──────── Aangeleverde gegevens

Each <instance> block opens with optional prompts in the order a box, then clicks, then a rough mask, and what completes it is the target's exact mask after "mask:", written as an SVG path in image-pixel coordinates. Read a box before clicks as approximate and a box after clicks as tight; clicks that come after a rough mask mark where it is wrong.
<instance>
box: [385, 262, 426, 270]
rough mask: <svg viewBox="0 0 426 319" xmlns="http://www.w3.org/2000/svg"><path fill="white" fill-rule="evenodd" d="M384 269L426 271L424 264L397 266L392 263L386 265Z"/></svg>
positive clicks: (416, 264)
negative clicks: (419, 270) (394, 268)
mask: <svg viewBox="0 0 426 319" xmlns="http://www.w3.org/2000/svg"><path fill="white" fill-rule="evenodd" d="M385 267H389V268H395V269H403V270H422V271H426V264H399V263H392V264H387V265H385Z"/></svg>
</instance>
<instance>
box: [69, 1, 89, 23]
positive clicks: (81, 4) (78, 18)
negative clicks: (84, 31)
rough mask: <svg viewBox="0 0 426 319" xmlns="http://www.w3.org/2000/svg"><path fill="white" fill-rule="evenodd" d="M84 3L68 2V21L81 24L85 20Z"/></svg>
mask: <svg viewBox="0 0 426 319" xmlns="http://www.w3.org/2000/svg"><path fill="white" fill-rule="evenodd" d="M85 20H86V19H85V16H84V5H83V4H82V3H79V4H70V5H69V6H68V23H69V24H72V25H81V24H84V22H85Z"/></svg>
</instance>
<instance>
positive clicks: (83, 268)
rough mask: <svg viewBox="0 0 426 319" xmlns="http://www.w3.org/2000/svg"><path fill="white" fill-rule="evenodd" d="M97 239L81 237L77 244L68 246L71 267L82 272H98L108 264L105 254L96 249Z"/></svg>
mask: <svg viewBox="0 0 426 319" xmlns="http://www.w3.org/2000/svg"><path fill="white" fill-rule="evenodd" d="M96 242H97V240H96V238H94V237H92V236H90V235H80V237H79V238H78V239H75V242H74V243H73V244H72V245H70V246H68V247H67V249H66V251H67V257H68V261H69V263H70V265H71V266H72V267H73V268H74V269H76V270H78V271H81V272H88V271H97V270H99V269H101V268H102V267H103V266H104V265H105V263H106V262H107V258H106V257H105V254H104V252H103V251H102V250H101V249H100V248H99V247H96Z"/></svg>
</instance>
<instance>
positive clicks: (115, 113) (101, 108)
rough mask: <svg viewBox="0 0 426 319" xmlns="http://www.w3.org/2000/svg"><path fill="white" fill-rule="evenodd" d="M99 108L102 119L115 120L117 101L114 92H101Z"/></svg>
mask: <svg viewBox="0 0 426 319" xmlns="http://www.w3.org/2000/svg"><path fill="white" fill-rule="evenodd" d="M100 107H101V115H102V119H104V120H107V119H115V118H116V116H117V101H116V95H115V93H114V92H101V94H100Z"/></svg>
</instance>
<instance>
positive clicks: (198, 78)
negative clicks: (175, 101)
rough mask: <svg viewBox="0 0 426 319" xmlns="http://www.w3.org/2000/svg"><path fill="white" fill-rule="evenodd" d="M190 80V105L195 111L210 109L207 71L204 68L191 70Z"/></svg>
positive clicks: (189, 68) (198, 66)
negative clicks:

────────────────

- Uit te voeren
Verzamel uit het materiaal hierboven elke regel waarin de tekenreeks "clicks" voorkomt, en neem die regels ongewijzigd over.

- Uitwerking
Each <instance> block opens with optional prompts in the order a box, then clicks, then a rough mask, and what completes it is the target's exact mask after "mask:", written as an SVG path in image-pixel coordinates. Read a box before clicks as approximate and a box after clicks as tight; clicks that come after a rough mask mark where it is wrong.
positive clicks: (416, 264)
negative clicks: (419, 270) (394, 268)
positive clicks: (81, 4) (78, 18)
negative clicks: (84, 31)
positive clicks: (83, 268)
positive clicks: (115, 113) (101, 108)
positive clicks: (198, 78)
negative clicks: (175, 101)
positive clicks: (189, 68) (198, 66)
negative clicks:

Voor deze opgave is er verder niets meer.